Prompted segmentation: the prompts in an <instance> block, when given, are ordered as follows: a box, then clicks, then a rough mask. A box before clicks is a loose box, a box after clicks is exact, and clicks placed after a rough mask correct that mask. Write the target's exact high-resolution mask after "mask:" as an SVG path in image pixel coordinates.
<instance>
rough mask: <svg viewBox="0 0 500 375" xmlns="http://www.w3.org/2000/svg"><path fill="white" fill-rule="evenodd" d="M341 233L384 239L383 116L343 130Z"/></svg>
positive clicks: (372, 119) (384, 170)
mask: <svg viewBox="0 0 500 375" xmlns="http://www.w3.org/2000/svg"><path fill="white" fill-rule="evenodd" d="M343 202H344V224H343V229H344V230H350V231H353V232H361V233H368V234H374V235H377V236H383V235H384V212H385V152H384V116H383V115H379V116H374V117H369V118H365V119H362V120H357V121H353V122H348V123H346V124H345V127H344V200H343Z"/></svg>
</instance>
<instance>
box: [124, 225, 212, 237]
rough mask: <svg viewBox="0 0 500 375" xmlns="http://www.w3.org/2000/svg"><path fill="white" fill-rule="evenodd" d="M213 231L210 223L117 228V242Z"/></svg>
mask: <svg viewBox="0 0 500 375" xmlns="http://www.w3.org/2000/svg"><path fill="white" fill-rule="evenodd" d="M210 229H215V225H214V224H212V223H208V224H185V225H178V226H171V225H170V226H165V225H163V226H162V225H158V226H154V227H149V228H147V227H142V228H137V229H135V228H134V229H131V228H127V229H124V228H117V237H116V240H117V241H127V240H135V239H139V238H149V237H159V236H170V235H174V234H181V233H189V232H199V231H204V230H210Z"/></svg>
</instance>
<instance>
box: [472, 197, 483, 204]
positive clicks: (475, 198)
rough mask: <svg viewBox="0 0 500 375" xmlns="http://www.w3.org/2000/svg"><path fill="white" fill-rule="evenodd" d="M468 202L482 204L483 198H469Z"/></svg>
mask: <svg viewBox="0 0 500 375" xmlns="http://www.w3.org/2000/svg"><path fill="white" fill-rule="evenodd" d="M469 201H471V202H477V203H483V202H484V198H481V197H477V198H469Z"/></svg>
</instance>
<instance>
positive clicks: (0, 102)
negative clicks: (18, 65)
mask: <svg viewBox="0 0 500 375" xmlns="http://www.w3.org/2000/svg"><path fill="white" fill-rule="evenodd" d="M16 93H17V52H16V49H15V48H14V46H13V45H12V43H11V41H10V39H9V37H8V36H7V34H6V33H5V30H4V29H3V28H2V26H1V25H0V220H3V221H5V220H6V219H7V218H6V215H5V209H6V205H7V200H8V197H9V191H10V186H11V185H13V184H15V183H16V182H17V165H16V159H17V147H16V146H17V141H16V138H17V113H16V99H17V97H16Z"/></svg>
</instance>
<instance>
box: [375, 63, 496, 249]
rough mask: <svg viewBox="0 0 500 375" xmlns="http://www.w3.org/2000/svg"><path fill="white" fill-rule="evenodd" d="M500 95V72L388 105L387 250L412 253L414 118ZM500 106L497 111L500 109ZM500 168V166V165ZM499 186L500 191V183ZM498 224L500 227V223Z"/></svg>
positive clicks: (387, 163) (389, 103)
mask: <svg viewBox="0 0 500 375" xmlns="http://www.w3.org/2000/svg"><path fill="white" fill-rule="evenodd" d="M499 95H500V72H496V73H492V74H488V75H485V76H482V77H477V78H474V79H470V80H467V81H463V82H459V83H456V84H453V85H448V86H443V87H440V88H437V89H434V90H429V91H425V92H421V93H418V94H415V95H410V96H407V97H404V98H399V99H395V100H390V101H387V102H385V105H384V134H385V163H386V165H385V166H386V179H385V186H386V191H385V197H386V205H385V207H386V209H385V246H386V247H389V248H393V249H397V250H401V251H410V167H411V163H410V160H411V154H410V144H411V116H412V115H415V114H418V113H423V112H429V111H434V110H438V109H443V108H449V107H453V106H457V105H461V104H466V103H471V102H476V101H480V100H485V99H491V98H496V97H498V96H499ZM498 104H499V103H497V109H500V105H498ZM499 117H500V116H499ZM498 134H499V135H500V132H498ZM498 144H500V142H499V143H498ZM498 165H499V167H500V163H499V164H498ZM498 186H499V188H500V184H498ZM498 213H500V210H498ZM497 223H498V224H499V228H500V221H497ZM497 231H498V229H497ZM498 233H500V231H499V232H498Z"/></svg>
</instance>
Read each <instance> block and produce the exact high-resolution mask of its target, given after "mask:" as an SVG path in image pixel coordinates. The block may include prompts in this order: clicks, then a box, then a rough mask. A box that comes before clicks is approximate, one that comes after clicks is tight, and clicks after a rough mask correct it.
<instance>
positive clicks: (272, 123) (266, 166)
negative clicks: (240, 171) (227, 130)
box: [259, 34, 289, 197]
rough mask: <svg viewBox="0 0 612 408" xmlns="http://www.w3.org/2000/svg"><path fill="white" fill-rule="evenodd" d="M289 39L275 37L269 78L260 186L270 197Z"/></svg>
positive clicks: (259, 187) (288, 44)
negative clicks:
== == ==
** Exercise directions **
Quote, without any change, each line from the one that contains "39L275 37L269 78L260" through the end of the material.

** Written answer **
rough mask: <svg viewBox="0 0 612 408" xmlns="http://www.w3.org/2000/svg"><path fill="white" fill-rule="evenodd" d="M289 39L275 37L269 78L260 186L270 197Z"/></svg>
positive clicks: (259, 187) (288, 44)
negative clicks:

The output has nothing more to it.